Simple linear regression

  1. To fit a simple linear regression model (i.e., find a least squares line), select Analyze > Regression > Linear. Move the response variable into the Dependent box and the predictor variable into the Independent(s) box. Just click OK for now—the other items in the dialog box are addressed below. In the output, ignore the column headed "Standardized Coefficients." In the rare circumstance that you wish to fit a model without an intercept term (regression through the origin), click Options before clicking OK and uncheck Include constant in equation.
  2. To add a regression line or least squares line to a scatterplot, edit the plot (double-click it in the Viewer Window) to bring up a Chart Editor Window and select Elements > Fit Line at Total. This brings up another dialog in which you need to make sure Linear is selected under Fit Method. Click Close to add the least squares line and return to the plot; close the plot to return to the Viewer Window.
  3. To find 95% confidence intervals for the regression parameters in a simple linear regression model, select Analyze > Regression > Linear. Move the response variable into the Dependent box and the predictor variable into the Independent(s) box. Before clicking OK, click the Statistics button and check Confidence intervals (under Regression Coefficient) in the subsequent Linear Regression: Statistics dialog box. Click Continue to return to the main Linear Regression dialog box, and then click OK. The confidence intervals are displayed as the final two columns of the "Coefficients" output. This applies more generally to multiple linear regression also.

Multiple linear regression

  1. To fit a multiple linear regression model, select Analyze > Regression > Linear. Move the response variable into the Dependent box and the predictor variables into the Independent(s) box. In the rare circumstance that you wish to fit a model without an intercept term (regression through the origin), click Options before clicking OK and uncheck Include constant in equation.
  2. To add a quadratic regression line to a scatterplot, edit the plot (double-click it in the Viewer Window) to bring up a Chart Editor Window and select Elements > Fit Line at Total. This brings up another dialog in which you need to check the Quadratic option under Fit Method. Click Apply and Close to add the quadratic regression line and return to the plot; close the plot to return to the Viewer Window.
  3. Categories of a qualitative variable can be thought of as defining subsets of the sample. If there is also a quantitative response and a quantitative predictor variable in the dataset, a regression model can be fit to the data to represent separate regression lines for each subset. First use help #15 and #17 to make a scatterplot with the response variable on the vertical axis, the quantitative predictor variable on the horizontal axis, and the cases marked with different colors/symbols according to the categories in the qualitative predictor variable. To add a regression line for each subset to this scatterplot, edit the plot (double-click it in the Viewer Window) to bring up a Chart Editor Window and select Elements > Fit Line at Subgroups. This brings up another dialog in which you need to make sure Linear is selected under Fit Method. Click Close to add the least squares lines for each subset of selected points and return to the plot. Close the plot to return to the Viewer Window.
  4. To find the F-statistic and associated p-value for a nested model F-test in multiple linear regression, select Analyze > Regression > Linear. Move the response variable into the Dependent box and the predictor variables in the reduced model into the Independent(s) box. Click the Next button to the right of where it says Block 1 of 1; it should now say Block 2 of 2 and the Independent(s) box should have been cleared. Move the additional predictors in the complete model (i.e., the predictors whose usefulness you are assessing) into this Block 2 Independent(s) box. You should now have the predictors that are in both the reduced and complete models in Block 1, and the predictors that are only in the complete model in Block 2. Then click Statistics and check R squared change. Finally click Continue to return to the Regression dialog and OK to obtain the results. The F-statistic is in the second row of the "Model Summary" in the column headed F Change, while the associated p-value is in the column headed Sig. (Ignore the numbers in the first rows of these columns.)

EXCERPTED DATA =

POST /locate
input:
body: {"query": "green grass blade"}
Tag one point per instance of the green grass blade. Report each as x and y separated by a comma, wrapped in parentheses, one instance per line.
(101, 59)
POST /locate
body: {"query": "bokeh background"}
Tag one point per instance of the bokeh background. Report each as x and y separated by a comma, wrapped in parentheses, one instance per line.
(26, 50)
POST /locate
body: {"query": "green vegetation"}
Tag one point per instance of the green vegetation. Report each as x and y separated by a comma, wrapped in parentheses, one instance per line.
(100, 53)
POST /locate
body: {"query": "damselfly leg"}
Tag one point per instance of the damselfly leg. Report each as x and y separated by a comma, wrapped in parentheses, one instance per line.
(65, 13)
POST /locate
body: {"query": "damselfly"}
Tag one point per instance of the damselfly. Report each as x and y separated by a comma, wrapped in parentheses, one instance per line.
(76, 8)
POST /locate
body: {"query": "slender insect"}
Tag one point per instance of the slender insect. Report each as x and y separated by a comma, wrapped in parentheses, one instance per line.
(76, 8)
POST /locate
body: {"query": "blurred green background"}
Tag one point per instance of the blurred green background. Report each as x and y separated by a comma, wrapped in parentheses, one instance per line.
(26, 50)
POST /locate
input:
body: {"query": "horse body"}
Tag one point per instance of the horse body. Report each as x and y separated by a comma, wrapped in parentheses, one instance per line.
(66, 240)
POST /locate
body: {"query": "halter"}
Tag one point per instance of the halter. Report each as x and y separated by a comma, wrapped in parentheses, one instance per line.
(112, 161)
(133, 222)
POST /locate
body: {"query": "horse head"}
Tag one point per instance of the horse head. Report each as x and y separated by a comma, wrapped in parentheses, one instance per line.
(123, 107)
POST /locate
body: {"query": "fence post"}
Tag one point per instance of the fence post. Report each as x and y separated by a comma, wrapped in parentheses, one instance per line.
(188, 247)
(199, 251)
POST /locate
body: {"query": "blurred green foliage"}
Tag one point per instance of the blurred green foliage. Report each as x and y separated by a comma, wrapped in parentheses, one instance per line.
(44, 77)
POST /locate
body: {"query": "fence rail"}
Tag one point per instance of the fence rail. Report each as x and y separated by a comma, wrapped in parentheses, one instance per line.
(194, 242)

WORK REQUIRED = Please repeat the regression instructions from "3. To find 95%" up to and including "linear regression also.", switching each "dialog box" to "window".

EXPECTED OUTPUT =
3. To find 95% confidence intervals for the regression parameters in a simple linear regression model, select Analyze > Regression > Linear. Move the response variable into the Dependent box and the predictor variable into the Independent(s) box. Before clicking OK, click the Statistics button and check Confidence intervals (under Regression Coefficient) in the subsequent Linear Regression: Statistics window. Click Continue to return to the main Linear Regression window, and then click OK. The confidence intervals are displayed as the final two columns of the "Coefficients" output. This applies more generally to multiple linear regression also.